(Work to be completed): Reproduce, word for word, the stretch of the text below on the FSC's enforcement powers that opens with the words containing "Alive to these" and closes with "in December 2020.".

The country itself has been linked with a number of cross-border financial scandals and the Government has been spurred into action by the adverse listings of the Financial Action Task Force (FATF-GAFI) and the European Commission, which pointed out certain strategic deficiencies in its anti-money laundering and counter terrorist financing framework[1].

Alive to these facts, the FSC has not only multiplied its enforcement action but also adopted a new conciliatory approach to regulatory action in a manner which it is hoped will promote dialogue with licensees and a more expedient resolution of regulatory breaches.

In this article, we analyse the sanctioning powers of the enforcement committee, the internal disciplinary independent committee of the FSC (Enforcement Committee[2]). We also explore the workings of the newly established settlement framework introduced by FSC in December 2020.

THE SANCTIONNING POWERS OF THE ENFORCEMENT COMMITTEE

The ability of the FSC to enforce compliance with financial laws and its own guidelines has been enshrined in legislation since the financial services legislative overhaul of 2007. This translated into routine inspections being carried out mostly on management companies, and investigations being launched upon reasonable cause arising out of the conduct of a licensee falling below expected norms.

In the same line of thinking and with a view to consolidating its function as enforcement regulator, the FSC issued an Enforcement Manual (on 11 June 2020) describing general policies and procedures to provide guidance to the licensees in respect of the FSC’s enforcement powers and processes.

Prior to enforcement action, the Financial Services Act[3] together with the Enforcement Manual provide that the FSC may at any time conduct an onsite inspection to check whether the targeted licensee is complying with the requirements of relevant laws and conditions of licence.

The FSC may also conduct an off-site monitoring supervision by asking licensees to submit reports or statutory returns to enable it to review and ascertain the licensee’s compliance status with the relevant laws.

Following the onsite inspection or off-site monitoring, and after considering all of the available information, the FSC’s officers may commence an investigation at the business premises of the targeted licensee to obtain information from any program, data, file or document of the targeted licensee (Target).

This investigation process is conducted where the FSC or its chief executive[4] has reasonable cause to believe that the Target has been, is or might be in breach of legal provisions, licensing conditions and/or directions issued by the FSC, and that these breaches might seriously impact on the soundness and stability of the financial system of Mauritius or the reputation the country, or may threaten the integrity of the system.

Enforcement action

If the FSC or its chief executive believes, on reasonable cause, that breaches have been committed by the Target and that enforcement actions are necessary, the matter will then be referred to the Enforcement Committee.

As the internal independent committee of the FSC, the aim of the Enforcement Committee is to exercise the disciplinary powers of the FSC through the imposition of an administrative sanction on the Target.

Section 7(1)(c) of the Financial Services Act sets out the range of potential sanctions at the disposal of the FSC, namely:

  • giving private warnings;
  • issuing public censure;
  • disqualifying a Target from holding a licence;
  • disqualifying an officer of the Target;
  • imposing an administrative penalty;
  • suspending the Target’s licence; and/or
  • revoking the Target’s licence.

(Dataset entries):
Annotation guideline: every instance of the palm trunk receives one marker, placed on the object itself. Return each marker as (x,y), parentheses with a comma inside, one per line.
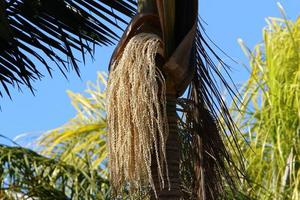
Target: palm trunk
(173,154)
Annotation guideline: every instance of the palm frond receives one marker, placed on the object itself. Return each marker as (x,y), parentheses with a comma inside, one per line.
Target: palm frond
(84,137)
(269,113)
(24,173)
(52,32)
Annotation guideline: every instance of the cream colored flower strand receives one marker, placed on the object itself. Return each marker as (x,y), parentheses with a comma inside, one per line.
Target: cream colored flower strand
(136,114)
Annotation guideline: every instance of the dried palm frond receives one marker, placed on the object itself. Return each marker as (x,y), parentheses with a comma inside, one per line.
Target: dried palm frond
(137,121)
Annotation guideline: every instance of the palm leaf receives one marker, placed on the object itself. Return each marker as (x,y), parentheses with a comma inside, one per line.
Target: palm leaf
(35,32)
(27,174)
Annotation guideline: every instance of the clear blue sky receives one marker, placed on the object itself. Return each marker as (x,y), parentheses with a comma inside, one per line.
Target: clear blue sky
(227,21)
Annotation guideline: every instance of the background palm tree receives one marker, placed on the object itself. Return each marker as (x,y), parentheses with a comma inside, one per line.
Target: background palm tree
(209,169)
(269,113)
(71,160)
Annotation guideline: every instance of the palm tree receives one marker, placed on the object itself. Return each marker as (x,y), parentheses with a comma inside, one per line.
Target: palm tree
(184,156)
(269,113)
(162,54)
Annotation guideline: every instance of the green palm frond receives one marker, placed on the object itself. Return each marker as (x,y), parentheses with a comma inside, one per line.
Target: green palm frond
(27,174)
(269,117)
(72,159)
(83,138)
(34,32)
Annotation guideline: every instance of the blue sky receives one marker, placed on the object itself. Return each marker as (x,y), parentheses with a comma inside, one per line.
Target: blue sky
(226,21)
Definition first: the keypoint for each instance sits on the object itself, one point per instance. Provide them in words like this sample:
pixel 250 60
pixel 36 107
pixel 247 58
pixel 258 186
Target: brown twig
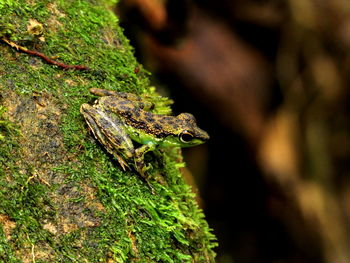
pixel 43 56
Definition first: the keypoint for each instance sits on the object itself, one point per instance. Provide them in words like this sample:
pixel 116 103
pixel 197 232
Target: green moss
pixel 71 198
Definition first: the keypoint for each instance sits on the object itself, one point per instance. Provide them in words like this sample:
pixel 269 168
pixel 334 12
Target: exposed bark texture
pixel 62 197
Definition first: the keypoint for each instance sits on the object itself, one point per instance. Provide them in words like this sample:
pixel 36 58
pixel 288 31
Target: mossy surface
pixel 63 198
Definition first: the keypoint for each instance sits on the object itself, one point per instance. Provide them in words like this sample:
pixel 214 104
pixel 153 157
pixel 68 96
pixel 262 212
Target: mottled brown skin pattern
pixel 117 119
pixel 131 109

...

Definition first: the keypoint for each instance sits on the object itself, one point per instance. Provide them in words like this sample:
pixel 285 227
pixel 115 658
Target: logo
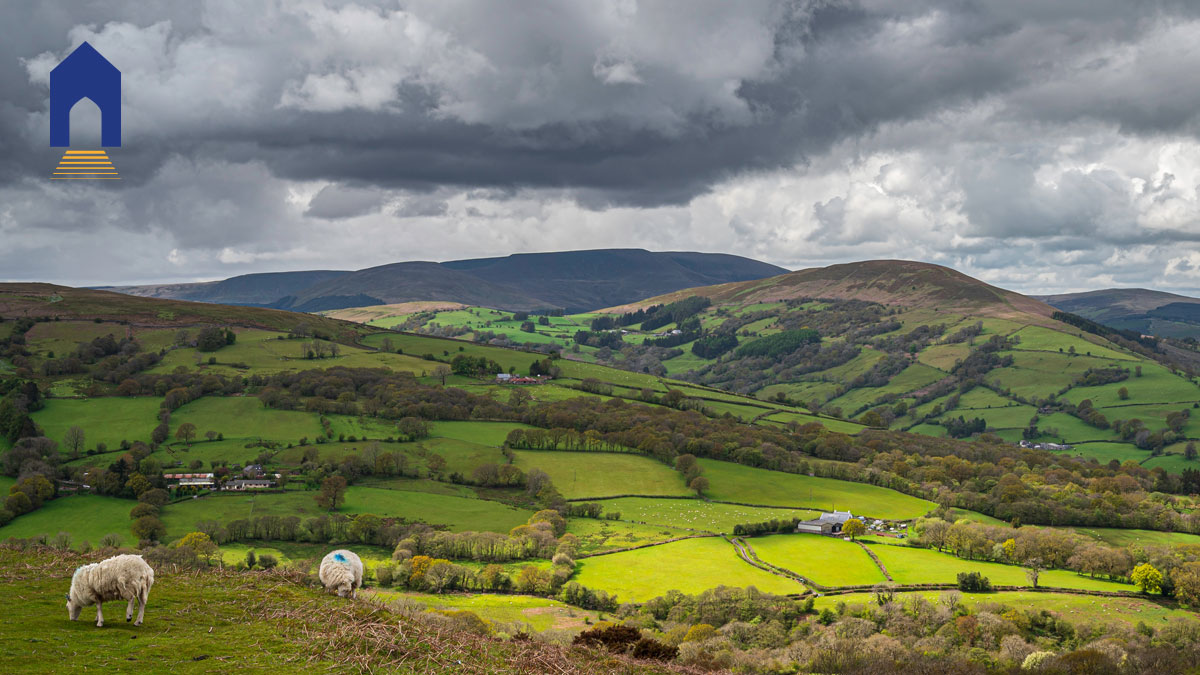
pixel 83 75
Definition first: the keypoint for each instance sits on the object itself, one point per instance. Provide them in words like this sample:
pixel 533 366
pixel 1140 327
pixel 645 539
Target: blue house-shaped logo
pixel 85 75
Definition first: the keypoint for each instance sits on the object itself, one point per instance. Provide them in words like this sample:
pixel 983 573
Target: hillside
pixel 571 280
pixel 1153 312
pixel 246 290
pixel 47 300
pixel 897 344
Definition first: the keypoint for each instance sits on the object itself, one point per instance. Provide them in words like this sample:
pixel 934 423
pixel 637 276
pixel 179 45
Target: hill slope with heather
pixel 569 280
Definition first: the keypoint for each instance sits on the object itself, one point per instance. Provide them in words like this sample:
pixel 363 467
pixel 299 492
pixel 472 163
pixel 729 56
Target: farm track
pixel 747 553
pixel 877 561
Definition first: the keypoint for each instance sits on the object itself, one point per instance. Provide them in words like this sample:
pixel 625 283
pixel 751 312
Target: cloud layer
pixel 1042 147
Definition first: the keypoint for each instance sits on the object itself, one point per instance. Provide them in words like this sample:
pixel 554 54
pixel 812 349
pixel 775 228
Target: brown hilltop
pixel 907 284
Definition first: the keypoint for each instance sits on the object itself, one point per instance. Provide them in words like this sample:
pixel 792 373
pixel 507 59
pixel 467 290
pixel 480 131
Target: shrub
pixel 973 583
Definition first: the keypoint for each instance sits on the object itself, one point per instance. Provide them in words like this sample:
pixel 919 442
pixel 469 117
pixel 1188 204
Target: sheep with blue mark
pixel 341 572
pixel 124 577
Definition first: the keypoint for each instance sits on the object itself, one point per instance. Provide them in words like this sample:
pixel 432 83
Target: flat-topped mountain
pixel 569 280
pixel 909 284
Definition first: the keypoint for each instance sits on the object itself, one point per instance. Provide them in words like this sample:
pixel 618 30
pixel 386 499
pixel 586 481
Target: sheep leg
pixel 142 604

(Task solution):
Alive to these facts, the FSC has not only multiplied its enforcement action but also adopted a new conciliatory approach to regulatory action in a manner which it is hoped will promote dialogue with licensees and a more expedient resolution of regulatory breaches.

In this article, we analyse the sanctioning powers of the enforcement committee, the internal disciplinary independent committee of the FSC (Enforcement Committee[2]). We also explore the workings of the newly established settlement framework introduced by FSC in December 2020.